→ Exercise goal
Rewrite the lines below, changing "shrub" to "bush" and leaving everything else as it is. Leave out the pictures.

"""

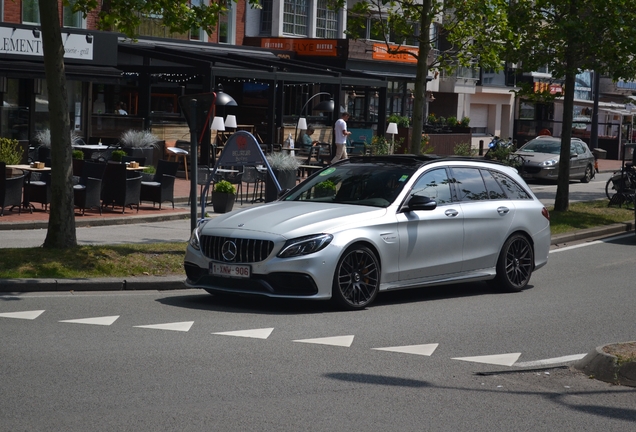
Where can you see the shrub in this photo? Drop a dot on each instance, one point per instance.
(402, 121)
(139, 139)
(117, 155)
(464, 149)
(10, 151)
(282, 161)
(379, 146)
(225, 186)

"""

→ Written reply
Where can you see the bush in this photo? Drop a dot on each instance, one point per instance.
(402, 121)
(139, 139)
(117, 155)
(464, 149)
(10, 151)
(282, 161)
(379, 146)
(225, 186)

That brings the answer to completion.